Carol Curtis Ashton, who has been a heart patient for most of her 70 years, is an example. Here is her story.
I was born with a heart valve defect that meant my aortic valve never closed correctly. Typically, it is a condition that advances from mild to severe as a patient ages.
In the 1950s and 60s, our little town of Paso Robles, California, did not even have a cardiologist. I came under the care of Dr. Jack Mosley, a “traveling cardiologist” who served several counties from his base at Cottage Hospital in Santa Barbara. Dr. Mosley was a fellow Texan who knew of Dr. Cooley and his work at the Texas Heart Institute.
In 1966, when I was 23, Dr. Mosley felt it was time for my valve to be replaced. He made an appointment for me with Dr. Cooley.
I met Dr. Cooley, a catheterization was performed and I was scheduled for aortic valve replacement the following day. While I was on the operating table, Dr. Cooley made a decision that would later prove to be brilliant. He decided to repair the valve rather than replace it.He reasoned that I was very young and artificial valve science was still evolving. He knew that a replacement would set me on a track of many valve surgeries during my life, as valves, at that time, only lasted so long. As I recall, he felt the repair, with luck, would buy me 7 to 10 years with my native valve, time to allow further advancement in the field.
He was right and it wasn’t until 1980 that I began having symptoms again. By then, Paso Robles had grown enough to have a local cardiologist and, after testing me, he felt it was time for valve replacement. He wanted to send me to Stanford Medical Center, but I declined and made my own appointment with Dr. Cooley. Dr. Cooley examined me and Dr. Roberto Lufschanowski performed the cath.
The diagnosis: The valve repair was still doing great!
The problem was my lungs. Months before, my local cardiologist had recommended that I curtail all physical activity, which I had done. Dr. Cooley recommended that I go home, enroll in an exercise class and build my lung capacity. I took his advice and the symptoms disappeared.
At this point, my valve repair had been good for 14 years.
In 2006, symptoms began again bothering me. My cardiologist placed me on a 6-month echocardiogram watch. By 2007, he was convinced the valve was in need of replacement. I e-mailed Dr. Cooley and an appointment was made with him and Dr. Lufschanowski. The diagnosis—it was finally time for replacement.
Dr. Cooley joked with me that had I arrived two years earlier, he would have performed the surgery, but by then he had “hung up his scalpel.” Instead, he assigned Dr. Michael Duncan as my surgeon. Since we had such a long history, I asked Dr. Cooley to be an observer in the operating room for good luck. He was happy to oblige.
Dr. Duncan did a wonderful job. I am pleased to report that I am still doing great.
This journey began with Dr. Mosley and his excellent referral to Dr. Cooley. Before he retired some years back I paid him a social visit to thank him.
The repair Dr. Cooley performed lasted 41 years! I don’t know if that is some kind of a record, but it certainly allowed me to keep my native valve and still maintain a good quality of life.
I turn 70 years old this year.
Dr. Cooley, Dr. Duncan and the Texas Heart Institute are part of my life. I will always be grateful to them, and owe my life to them. I basically grew up, and grew old, under their care.
Today, my quality of life remains excellent. Among my recent adventures: I explored the Grand Canyon on a two-day mule trip. I did a walking trip through the Petrified Forest. I descended a long rope ladder into cliff dwellings at Mesa Verde to explore the Indian ruins. I rafted a Class 4 whitewater river, flew over a volcano, and ocean rafted through the sea caves in Kauai.
I don’t intend to stop there. What more could a heart patient wish for? To quote the Old West gunslingers, I plan to die with my boots on!
My wish is that my gift* will help others the way I have been helped by the wonderful, brilliant researchers, inventors, diagnosticians, cardiologists, surgeons and staff of the Texas Heart Institute at St. Luke’s Episcopal Hospital.
* Ms. Ashton is participating in THI’s Planned Giving program, the Legacy Society.

◆ PROBLEMS TO WORK ON ◆
(1) In Carol Curtis Ashton's story, how many years did the valve repair by Dr. Cooley last?
(2) Repeat the passage of Carol Curtis Ashton's story from "In 2006, symptoms" up to and including "time for replacement.", word for word.
The listing has nothing to do with Carol Curtis Ashton's story.

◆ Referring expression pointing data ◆
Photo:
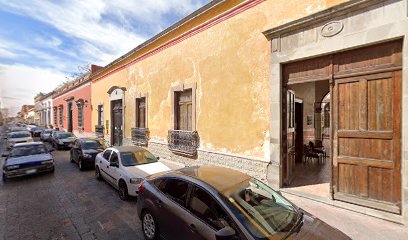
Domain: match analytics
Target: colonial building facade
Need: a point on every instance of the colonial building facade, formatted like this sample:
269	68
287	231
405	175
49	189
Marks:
72	107
269	88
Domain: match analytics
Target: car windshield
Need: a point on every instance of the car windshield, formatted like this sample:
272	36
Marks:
19	135
263	212
137	158
92	144
64	135
27	150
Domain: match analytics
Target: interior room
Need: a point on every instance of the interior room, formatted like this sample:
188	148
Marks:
312	138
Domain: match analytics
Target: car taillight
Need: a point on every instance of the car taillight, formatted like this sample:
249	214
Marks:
141	187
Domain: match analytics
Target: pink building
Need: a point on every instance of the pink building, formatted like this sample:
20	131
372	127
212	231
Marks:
72	108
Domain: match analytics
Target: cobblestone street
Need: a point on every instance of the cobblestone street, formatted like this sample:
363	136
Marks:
67	204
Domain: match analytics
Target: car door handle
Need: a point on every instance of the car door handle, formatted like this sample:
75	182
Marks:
192	228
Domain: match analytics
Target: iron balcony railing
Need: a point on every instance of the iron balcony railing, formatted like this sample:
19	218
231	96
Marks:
185	142
140	136
99	130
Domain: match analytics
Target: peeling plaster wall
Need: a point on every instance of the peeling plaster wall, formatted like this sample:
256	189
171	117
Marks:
230	65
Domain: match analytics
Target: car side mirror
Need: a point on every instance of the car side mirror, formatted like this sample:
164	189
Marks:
226	233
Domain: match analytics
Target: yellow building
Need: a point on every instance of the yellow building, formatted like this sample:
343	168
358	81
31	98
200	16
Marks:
220	87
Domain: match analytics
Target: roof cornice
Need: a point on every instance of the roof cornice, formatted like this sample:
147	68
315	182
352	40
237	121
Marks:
330	13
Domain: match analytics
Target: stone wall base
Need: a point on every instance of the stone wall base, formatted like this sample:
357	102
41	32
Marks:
252	167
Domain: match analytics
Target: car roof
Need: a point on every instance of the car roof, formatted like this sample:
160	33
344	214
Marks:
28	144
220	178
128	148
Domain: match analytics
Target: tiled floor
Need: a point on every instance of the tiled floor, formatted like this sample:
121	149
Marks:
312	179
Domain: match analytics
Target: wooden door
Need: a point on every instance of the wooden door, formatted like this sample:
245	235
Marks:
367	127
366	122
117	128
289	134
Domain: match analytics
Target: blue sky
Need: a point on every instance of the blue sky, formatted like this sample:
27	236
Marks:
42	42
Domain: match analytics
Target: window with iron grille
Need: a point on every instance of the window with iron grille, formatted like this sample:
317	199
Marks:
55	116
100	115
141	112
183	110
80	116
60	115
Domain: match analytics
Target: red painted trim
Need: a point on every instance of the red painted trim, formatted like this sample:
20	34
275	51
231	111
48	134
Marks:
189	34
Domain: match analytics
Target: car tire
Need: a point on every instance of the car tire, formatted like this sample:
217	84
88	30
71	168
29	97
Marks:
149	226
122	190
80	165
98	173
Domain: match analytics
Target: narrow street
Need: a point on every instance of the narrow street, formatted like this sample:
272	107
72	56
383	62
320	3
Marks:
67	204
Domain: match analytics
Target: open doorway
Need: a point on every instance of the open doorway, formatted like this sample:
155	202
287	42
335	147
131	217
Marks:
311	170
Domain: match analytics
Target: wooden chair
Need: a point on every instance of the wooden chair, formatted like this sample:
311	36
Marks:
320	151
309	155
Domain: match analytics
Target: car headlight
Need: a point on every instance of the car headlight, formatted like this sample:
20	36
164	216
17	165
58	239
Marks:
13	167
47	162
136	180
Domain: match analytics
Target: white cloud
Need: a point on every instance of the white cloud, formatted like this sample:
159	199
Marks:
91	21
20	83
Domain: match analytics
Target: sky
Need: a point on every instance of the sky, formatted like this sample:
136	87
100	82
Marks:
44	41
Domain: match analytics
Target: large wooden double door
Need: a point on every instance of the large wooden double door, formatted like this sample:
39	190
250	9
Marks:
366	121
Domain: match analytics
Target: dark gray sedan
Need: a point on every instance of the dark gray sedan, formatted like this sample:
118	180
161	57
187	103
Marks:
220	203
26	159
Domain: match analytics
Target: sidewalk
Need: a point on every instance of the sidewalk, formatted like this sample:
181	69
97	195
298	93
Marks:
355	225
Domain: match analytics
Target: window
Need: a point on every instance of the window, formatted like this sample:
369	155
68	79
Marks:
207	209
141	112
55	116
106	154
184	110
175	189
114	157
80	116
60	115
100	115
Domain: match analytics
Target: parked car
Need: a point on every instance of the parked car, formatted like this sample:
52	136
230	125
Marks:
63	140
219	203
18	137
15	129
45	135
26	159
84	151
36	131
126	167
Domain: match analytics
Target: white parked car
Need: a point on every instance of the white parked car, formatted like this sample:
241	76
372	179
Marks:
18	137
126	167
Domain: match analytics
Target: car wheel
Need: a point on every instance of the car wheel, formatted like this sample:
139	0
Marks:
81	167
149	226
123	193
98	173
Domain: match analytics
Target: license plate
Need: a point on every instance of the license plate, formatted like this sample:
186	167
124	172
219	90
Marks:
31	171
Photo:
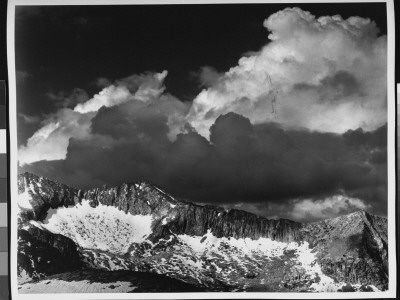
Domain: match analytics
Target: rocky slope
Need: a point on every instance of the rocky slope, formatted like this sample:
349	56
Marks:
139	227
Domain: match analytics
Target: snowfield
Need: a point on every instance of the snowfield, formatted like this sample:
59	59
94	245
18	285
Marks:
102	228
84	286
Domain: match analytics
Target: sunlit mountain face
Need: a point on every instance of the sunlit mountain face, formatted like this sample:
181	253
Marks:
67	236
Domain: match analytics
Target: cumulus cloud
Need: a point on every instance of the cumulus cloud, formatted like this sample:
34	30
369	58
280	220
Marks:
313	210
297	129
51	141
316	71
244	163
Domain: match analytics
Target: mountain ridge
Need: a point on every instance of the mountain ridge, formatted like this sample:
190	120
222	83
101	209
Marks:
350	248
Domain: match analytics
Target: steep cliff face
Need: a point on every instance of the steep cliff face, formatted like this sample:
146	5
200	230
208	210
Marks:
351	248
139	227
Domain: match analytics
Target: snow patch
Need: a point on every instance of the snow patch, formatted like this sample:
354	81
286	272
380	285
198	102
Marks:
24	200
103	227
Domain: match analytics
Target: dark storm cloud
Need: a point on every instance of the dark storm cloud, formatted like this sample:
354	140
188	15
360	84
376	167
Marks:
64	99
334	87
242	163
207	76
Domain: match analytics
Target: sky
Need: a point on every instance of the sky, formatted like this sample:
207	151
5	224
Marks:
280	110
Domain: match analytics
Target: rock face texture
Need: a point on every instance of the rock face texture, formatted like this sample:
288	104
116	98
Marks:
350	249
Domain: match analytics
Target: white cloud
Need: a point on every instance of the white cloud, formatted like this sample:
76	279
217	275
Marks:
300	71
311	209
51	141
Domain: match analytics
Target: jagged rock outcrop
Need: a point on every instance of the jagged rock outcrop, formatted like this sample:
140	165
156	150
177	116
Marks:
42	253
351	248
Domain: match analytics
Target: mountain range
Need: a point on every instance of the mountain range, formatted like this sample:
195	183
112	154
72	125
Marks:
137	238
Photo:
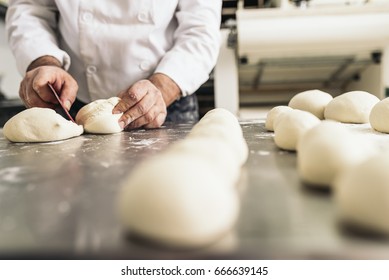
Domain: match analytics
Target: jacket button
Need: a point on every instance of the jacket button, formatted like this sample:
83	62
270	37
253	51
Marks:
91	69
143	16
145	65
87	17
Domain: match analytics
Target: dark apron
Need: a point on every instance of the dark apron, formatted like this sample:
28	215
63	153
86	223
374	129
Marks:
184	110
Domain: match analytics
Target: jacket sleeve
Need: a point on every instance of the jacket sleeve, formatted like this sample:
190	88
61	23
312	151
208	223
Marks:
196	44
31	27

◆ RESPONSES TO THE TASKS ◆
(1) 41 years.

(2)
In 2006, symptoms began again bothering me. My cardiologist placed me on a 6-month echocardiogram watch. By 2007, he was convinced the valve was in need of replacement. I e-mailed Dr. Cooley and an appointment was made with him and Dr. Lufschanowski. The diagnosis—it was finally time for replacement.